• GOAL OF THE EXERCISE:
Copy the items again from the line with "Where can you see the stone" through the end of the items, swapping "stone wall" for "brick wall" and leaving all else untouched.

• DATASET EXTRACT:
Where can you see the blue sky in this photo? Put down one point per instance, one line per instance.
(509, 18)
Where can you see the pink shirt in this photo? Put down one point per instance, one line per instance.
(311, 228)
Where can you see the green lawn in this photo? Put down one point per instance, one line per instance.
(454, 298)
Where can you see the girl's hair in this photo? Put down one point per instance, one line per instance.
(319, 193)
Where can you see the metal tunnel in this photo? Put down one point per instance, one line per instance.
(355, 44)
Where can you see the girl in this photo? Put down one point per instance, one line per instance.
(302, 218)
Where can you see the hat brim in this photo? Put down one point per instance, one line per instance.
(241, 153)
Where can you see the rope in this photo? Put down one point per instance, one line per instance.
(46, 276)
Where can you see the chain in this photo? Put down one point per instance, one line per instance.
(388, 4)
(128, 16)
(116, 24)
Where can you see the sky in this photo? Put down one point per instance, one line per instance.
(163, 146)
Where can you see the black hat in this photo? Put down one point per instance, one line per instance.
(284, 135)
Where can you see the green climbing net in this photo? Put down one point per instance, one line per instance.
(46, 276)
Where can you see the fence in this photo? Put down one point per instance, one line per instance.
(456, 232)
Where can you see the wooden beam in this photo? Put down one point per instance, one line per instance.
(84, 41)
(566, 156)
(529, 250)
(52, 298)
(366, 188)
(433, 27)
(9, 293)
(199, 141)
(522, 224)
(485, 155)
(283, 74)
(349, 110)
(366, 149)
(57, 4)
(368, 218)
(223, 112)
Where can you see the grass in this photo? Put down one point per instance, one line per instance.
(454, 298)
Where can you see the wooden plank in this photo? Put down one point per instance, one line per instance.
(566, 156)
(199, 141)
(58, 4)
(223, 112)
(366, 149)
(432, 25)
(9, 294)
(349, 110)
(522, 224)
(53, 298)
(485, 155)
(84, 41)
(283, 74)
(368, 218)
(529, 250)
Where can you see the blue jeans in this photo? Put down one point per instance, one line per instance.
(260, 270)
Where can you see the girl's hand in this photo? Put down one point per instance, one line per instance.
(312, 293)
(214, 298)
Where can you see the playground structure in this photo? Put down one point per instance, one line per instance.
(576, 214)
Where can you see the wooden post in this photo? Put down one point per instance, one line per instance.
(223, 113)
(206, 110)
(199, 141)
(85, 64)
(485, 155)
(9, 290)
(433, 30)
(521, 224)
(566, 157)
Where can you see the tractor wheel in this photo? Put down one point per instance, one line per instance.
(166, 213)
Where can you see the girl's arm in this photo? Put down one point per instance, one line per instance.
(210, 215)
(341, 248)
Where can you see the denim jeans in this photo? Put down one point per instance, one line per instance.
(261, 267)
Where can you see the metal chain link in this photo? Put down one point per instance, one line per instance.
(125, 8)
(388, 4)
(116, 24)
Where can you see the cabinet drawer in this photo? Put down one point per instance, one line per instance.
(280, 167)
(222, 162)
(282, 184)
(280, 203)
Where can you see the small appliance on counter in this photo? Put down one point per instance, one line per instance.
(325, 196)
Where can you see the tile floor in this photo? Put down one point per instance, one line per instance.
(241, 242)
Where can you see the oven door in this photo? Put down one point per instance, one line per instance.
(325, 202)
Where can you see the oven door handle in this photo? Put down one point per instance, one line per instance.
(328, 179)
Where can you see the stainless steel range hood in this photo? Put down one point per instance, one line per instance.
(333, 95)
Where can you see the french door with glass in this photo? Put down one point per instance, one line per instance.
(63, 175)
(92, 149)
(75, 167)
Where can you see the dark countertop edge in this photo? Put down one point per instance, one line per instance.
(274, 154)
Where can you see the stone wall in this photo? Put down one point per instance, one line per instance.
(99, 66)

• RESPONSE FOR THIS EXERCISE:
Where can you see the brick wall in this photo? Put down one point per instance, one line per instance.
(99, 66)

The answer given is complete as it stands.